### Task to carry out
Any picture among the records should be left out, please; retype the rest exactly.

### Data records
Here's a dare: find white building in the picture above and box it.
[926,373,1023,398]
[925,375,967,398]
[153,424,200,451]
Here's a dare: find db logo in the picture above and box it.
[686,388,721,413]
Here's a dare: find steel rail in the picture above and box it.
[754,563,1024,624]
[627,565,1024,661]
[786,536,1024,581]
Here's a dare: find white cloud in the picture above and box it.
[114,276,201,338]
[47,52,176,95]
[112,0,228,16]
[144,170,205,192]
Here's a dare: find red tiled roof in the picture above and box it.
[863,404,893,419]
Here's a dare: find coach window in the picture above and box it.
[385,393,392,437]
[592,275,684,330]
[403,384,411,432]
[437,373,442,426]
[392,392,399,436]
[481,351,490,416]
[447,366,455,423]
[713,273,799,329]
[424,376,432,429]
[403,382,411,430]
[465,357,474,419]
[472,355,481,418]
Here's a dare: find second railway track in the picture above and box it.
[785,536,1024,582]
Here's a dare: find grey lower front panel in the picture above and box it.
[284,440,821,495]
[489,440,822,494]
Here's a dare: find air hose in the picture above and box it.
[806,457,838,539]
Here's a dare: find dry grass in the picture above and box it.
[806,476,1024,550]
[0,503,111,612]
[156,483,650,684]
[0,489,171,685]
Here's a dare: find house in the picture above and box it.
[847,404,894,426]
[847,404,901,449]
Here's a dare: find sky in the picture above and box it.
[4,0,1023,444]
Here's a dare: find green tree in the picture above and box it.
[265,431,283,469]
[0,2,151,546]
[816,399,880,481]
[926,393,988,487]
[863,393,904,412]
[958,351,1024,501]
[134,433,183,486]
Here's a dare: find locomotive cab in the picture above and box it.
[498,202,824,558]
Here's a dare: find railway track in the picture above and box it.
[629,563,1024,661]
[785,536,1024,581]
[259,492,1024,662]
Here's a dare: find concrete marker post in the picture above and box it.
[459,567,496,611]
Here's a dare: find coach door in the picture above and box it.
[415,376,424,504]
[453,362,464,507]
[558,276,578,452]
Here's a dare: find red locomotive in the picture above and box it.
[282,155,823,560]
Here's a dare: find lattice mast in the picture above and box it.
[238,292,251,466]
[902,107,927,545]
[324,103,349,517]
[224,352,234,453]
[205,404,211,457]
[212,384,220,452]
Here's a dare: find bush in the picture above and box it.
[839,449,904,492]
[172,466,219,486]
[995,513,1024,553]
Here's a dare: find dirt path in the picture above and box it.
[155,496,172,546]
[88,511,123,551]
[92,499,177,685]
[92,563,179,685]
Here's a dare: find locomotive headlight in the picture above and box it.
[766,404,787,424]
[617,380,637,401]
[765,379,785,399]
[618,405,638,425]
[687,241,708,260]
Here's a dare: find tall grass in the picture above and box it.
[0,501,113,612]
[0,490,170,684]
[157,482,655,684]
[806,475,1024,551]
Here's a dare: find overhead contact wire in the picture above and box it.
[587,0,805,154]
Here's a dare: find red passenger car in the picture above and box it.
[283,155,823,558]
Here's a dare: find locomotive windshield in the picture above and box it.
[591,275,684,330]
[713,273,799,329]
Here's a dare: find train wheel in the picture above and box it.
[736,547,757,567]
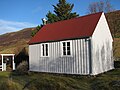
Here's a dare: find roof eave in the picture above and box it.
[29,36,91,45]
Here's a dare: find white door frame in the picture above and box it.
[0,54,15,71]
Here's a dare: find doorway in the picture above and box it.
[0,54,15,71]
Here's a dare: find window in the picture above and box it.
[41,44,49,57]
[62,41,71,56]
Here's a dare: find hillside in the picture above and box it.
[0,28,35,54]
[106,10,120,37]
[0,10,120,59]
[106,10,120,58]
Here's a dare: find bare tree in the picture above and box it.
[88,2,97,14]
[105,0,114,12]
[88,0,114,14]
[97,0,104,12]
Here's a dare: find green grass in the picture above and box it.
[0,72,10,83]
[0,69,120,90]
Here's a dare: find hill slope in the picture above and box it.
[0,28,35,54]
[106,10,120,37]
[106,10,120,58]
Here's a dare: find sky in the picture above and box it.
[0,0,120,35]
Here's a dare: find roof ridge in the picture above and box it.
[45,12,103,26]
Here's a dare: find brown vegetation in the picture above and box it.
[106,10,120,37]
[0,28,35,54]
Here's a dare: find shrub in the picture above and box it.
[114,61,120,68]
[15,61,28,75]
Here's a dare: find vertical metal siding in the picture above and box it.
[29,45,39,71]
[91,13,114,75]
[29,38,90,75]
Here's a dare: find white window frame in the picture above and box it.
[41,43,49,57]
[61,41,72,57]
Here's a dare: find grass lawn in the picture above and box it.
[0,68,120,90]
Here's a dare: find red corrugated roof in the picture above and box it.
[29,12,102,44]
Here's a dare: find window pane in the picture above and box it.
[67,50,71,55]
[63,42,66,47]
[42,44,44,56]
[63,46,66,55]
[67,42,71,55]
[42,44,49,56]
[63,51,66,55]
[67,46,70,51]
[67,42,70,47]
[63,42,66,55]
[63,46,66,51]
[46,51,48,56]
[46,44,48,56]
[62,42,71,56]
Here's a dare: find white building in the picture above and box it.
[29,12,114,75]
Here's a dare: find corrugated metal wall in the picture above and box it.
[29,38,91,75]
[91,13,114,75]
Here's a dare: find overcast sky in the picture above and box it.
[0,0,120,34]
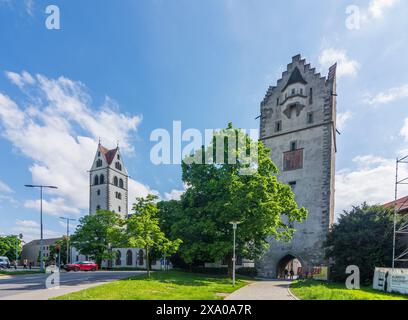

### Answer for the task
Here's a dare: find white building in the picture above and box it.
[926,373,1023,398]
[925,375,967,398]
[153,424,200,451]
Here's a dare: find db logo in the picture above and box it.
[686,388,721,413]
Here's a dare: find steel rail in the picture above and box it.
[754,563,1024,624]
[627,565,1024,661]
[786,536,1024,581]
Here's a dare: find white cloud in the picture above and box it.
[114,276,201,338]
[47,52,176,95]
[112,0,228,16]
[144,170,205,192]
Here's a dare: find red tiled roof in the picture above and box it.
[863,404,893,419]
Here's a dare: find coach window in the picture above and box it.
[385,393,392,437]
[592,275,684,330]
[403,384,411,432]
[437,373,442,426]
[392,392,399,436]
[481,351,490,416]
[447,366,455,423]
[713,273,799,329]
[424,376,432,429]
[403,382,411,430]
[465,357,474,419]
[472,355,481,418]
Here's a dare: find second railway track in the picture above and box it.
[785,536,1024,582]
Here's a dare: find grey lower front panel in the picture above and box it.
[284,440,821,495]
[489,440,822,494]
Here's a dare: find air hose in the picture above and box it.
[806,457,838,539]
Here's a dare: find dry grass in the picture above and box it.
[806,476,1024,550]
[0,503,111,612]
[156,483,650,684]
[0,489,171,685]
Here's a dare: find house in the picture above and box it.
[847,404,894,426]
[847,404,901,449]
Here's a dare: find sky in the picture above and box it.
[4,0,1023,444]
Here's a dare: find green tree in the picture above and box it.
[265,431,283,469]
[0,2,151,546]
[816,399,880,481]
[926,393,988,487]
[863,393,904,412]
[958,351,1024,501]
[134,433,183,486]
Here's a dare: find locomotive cab in the picture above and box it.
[498,202,824,558]
Here's a dare: find railway track in the picture above and box it.
[629,563,1024,661]
[785,536,1024,581]
[259,492,1024,662]
Here's a dare: find concrete marker post in the picture above and box it.
[459,567,496,611]
Here's a dare: find coach door in the picture above and box it.
[415,376,424,504]
[453,362,464,507]
[558,276,578,452]
Here's a dare: find red locomotive in the picture above and box it.
[282,155,823,560]
Here's a dare: find lattice mast in the picture above and box it.
[238,292,251,466]
[902,107,927,545]
[324,103,349,517]
[224,352,234,453]
[205,404,211,457]
[212,384,220,452]
Here's a dare: find bush in the picture above and box it.
[839,449,904,492]
[172,466,219,486]
[995,513,1024,553]
Here's a dare: find dirt path in the picture above and box it.
[155,496,172,546]
[88,511,123,551]
[92,499,177,685]
[92,563,179,685]
Here's a dare: find locomotive headlight in the picture above and box it.
[766,404,787,424]
[617,380,637,401]
[765,379,785,399]
[618,405,638,425]
[687,241,708,260]
Here's a dare: find tall grass in the picture above and box it.
[0,501,113,612]
[0,490,170,684]
[157,482,655,684]
[806,475,1024,551]
Here's a dare: find overhead contact wire in the picture above and box it.
[587,0,805,154]
Here's a dare: find red passenger car in the picture above and box it.
[283,155,823,558]
Here's a dare: find locomotive windshield in the picture above and box it.
[591,275,684,330]
[713,273,799,329]
Here's a dare: find train wheel in the picture above and box it.
[736,547,757,567]
Here's a dare: find roof eave in the picture above and box it.
[29,36,91,45]
Here's a dare: find white door frame in the picture above and box it.
[0,54,15,71]
Here's a dare: find doorway in the picture above and box it.
[0,54,15,71]
Here's a dare: find window in the picture above and box it.
[41,44,49,57]
[62,41,71,56]
Here's a dare: find hillside in the picture above and box it.
[0,28,35,54]
[106,10,120,37]
[0,10,120,59]
[106,10,120,58]
Here's a dare: find bare tree in the picture above and box it.
[88,2,97,14]
[105,0,114,12]
[88,0,114,14]
[97,0,104,12]
Here's a dare: find green grass in the picture above and box it.
[0,72,10,83]
[0,69,120,90]
Here's a dare: find hill slope in the picture above and box it.
[0,28,35,54]
[106,10,120,37]
[106,10,120,58]
Here's a dare: find sky in the picture above and box it.
[0,0,120,35]
Here's a dare: find roof ridge in the picture above and box it.
[45,12,103,26]
Here's a dare: find brown vegetation in the picture above and box it.
[106,10,120,37]
[0,28,35,54]
Here's a dare: find shrub in the picture above and box it.
[114,61,120,68]
[15,61,28,75]
Here's a dare: find vertical metal siding in the picture above and box it.
[29,45,39,71]
[91,13,114,75]
[29,38,90,75]
Here's a dare: find white window frame in the picture above and box it.
[41,43,49,57]
[61,41,72,57]
Here's a dare: find grass lawn in the picture above and box it.
[0,68,120,90]
Here's a dare: find red corrugated roof in the picture above and box it.
[29,12,102,44]
Here's a dare: find window pane in the picture above and box it.
[67,50,71,55]
[63,42,66,47]
[42,44,44,56]
[63,46,66,55]
[67,42,71,55]
[42,44,49,56]
[63,51,66,55]
[67,46,70,51]
[67,42,70,47]
[63,42,66,55]
[63,46,66,51]
[46,51,48,56]
[46,44,48,56]
[62,42,71,56]
Here's a dare: find white building in the picture above and box it.
[29,12,114,75]
Here's a dare: find corrugated metal wall in the picture above and box it.
[29,38,91,75]
[91,13,114,75]
Here's a dare: find overcast sky in the picture above and box it.
[0,0,120,34]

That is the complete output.